#### ABOUT THIS TASK:
In the story about Andy Szasz and his dog Teddy, at which hospital does Teddy now work as a therapy dog?

#### SELECTED EXTRACT:
══════════════════════════════

There are some people who wake up very quickly, and any noise is a reason to get them up from a deep sleep. While other people don’t wake up with despite the noise at all. But what happens when we are in a coma?

In Andy Szasz’s case, the barking of his pet was what woke him from the deep coma he was in.

Little Teddy has now been baptized as his owner’s guardian angel, having aided in his recovery. The hospital staff, at the request of Andy’s wife, authorized his dog’s visit and allowed him to sit next to his bed.

“They put Teddy in my chest and he woke me up. Somehow, I think he’s my guardian angel,” Andy said.

Help with recovery

In 2016, Andy Szasz, a 65-years-old man, was doing treatment for bowel cancer when he also had pneumonia. Which greatly aggravated his state of health, and the doctors then decided to induce him into coma.

In weak health, Andy’s wife asked the hospital staff if it would be possible to get Teddy to visit her husband. The doctors authorized the visit and lay him on his chest.

After 4 days in a come, he woke with Teddy on his chest, licking his face. That left the doctors amazed by the situation.

After being discharged from the hospital, Teddy has been a key part of Andy’s recovery process. His faithful companion remains by his side and always accompanies him in his daily walks and exercises.

Animal Therapy

And the great friendship story between Andy and his little dog has gained momentum on the media channels. They participated in an episode of Dog Rescuers, a British television program accompanying the animal charity work of RPSCA, an organization that promotes animal care. The focus of the episode was the transforming power of therapy dogs in patient recovery.

“I always tell people that I rescued Teddy and that he rescued me. We have a special bond,” Szasz tells The Times.

Today, Teddy is not just a pet dog. He’s officially a therapy dog. He works at Southampton General Hospital now. He and his owner, Andy, who has also volunteered for more than a year, have helped several patients with animal therapy. And it does not stop there. He still visits other patients in nursing homes, schools and medical centers in the UK.

══════════════════════════════

(Items drawn from a dataset)
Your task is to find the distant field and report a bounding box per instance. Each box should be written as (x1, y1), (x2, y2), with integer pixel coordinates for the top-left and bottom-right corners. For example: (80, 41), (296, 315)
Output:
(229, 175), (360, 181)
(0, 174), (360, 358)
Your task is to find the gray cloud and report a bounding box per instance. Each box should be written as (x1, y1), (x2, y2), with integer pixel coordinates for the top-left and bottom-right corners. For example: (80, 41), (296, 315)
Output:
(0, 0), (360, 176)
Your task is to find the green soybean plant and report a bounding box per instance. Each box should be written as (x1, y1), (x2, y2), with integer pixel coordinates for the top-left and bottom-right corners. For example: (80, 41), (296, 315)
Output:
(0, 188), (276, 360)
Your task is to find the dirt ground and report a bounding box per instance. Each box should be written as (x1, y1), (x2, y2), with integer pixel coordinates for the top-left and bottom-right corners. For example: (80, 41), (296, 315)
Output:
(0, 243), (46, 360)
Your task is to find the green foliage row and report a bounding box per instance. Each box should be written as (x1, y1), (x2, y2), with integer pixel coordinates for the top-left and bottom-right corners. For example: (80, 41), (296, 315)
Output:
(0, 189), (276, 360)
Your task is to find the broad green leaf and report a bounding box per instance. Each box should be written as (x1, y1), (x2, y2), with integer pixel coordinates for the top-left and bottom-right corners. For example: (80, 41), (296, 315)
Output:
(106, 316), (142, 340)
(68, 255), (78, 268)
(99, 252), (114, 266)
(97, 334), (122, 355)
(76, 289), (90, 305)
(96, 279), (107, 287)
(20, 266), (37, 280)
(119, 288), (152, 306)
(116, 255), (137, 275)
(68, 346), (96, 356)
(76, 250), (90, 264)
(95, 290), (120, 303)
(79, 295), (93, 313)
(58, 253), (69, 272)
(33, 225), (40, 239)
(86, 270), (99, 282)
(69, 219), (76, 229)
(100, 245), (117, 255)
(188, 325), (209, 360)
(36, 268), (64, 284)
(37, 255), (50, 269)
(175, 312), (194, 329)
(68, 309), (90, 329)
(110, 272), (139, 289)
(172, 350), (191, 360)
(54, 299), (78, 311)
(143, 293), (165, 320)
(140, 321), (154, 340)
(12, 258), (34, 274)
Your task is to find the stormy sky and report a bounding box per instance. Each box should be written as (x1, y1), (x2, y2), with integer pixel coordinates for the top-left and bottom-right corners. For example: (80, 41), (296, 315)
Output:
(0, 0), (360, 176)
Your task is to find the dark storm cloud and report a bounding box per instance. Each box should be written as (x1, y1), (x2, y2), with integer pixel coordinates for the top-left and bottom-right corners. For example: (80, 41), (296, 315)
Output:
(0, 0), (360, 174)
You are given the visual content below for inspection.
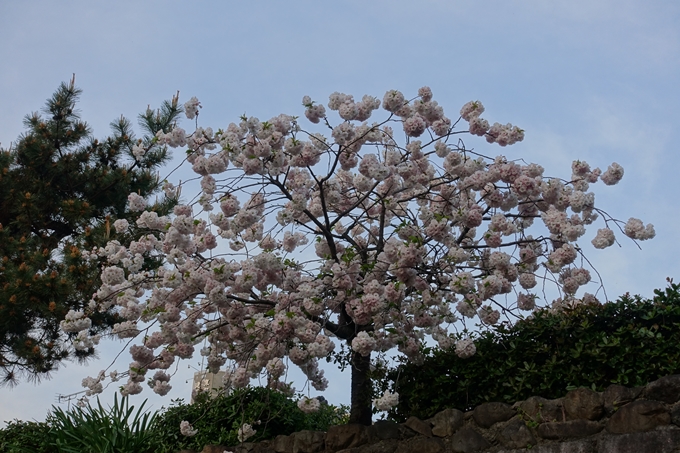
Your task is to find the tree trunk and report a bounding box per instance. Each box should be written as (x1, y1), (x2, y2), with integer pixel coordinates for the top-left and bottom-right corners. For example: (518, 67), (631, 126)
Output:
(349, 352), (373, 425)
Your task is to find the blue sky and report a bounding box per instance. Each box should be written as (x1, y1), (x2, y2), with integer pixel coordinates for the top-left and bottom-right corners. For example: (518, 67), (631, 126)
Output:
(0, 0), (680, 421)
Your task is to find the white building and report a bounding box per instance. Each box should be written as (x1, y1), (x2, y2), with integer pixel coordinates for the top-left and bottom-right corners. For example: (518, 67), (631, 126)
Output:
(191, 370), (224, 404)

══════════════════════════════

#### RESPONSE TO THE EXERCISE:
Southampton General Hospital